Excerpts from point annotation data:
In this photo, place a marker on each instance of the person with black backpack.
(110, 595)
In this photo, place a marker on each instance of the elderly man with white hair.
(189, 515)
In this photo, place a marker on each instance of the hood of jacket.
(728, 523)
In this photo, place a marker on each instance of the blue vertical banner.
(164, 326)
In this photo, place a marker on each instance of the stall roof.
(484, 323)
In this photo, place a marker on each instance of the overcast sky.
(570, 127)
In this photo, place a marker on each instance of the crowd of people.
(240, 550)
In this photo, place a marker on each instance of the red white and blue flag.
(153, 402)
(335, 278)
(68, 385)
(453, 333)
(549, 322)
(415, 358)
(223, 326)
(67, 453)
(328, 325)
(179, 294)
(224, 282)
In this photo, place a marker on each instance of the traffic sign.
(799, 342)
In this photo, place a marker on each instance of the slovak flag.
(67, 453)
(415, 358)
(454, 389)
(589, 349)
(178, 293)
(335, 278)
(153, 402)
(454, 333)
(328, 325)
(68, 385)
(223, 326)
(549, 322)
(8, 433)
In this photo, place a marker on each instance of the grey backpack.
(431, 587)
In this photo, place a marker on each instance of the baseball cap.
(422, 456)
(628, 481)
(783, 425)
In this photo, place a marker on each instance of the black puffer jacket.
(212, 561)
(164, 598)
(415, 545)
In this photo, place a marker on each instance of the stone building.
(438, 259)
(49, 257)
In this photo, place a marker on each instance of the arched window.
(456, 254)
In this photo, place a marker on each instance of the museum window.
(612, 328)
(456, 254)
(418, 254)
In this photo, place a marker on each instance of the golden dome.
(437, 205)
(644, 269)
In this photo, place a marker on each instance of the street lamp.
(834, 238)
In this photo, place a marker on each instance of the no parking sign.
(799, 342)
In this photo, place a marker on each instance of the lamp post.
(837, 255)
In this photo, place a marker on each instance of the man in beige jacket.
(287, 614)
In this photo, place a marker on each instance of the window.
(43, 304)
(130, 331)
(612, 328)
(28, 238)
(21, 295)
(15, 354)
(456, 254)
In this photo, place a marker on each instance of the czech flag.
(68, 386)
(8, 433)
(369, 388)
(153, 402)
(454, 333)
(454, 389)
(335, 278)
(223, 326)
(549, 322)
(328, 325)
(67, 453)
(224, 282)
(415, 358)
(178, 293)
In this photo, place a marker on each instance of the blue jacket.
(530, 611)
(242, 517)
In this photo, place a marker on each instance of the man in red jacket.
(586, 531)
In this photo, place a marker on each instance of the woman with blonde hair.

Do this ▸
Reproduce every line from the one containing "in red jacket." through the end of the records, inclusive, shifting each coordinate value in the answers up by 42.

Written solution ▸
In this photo, place a marker on each instance of the man in red jacket.
(628, 573)
In this photo, place a marker on each instance of the woman with blonde hair.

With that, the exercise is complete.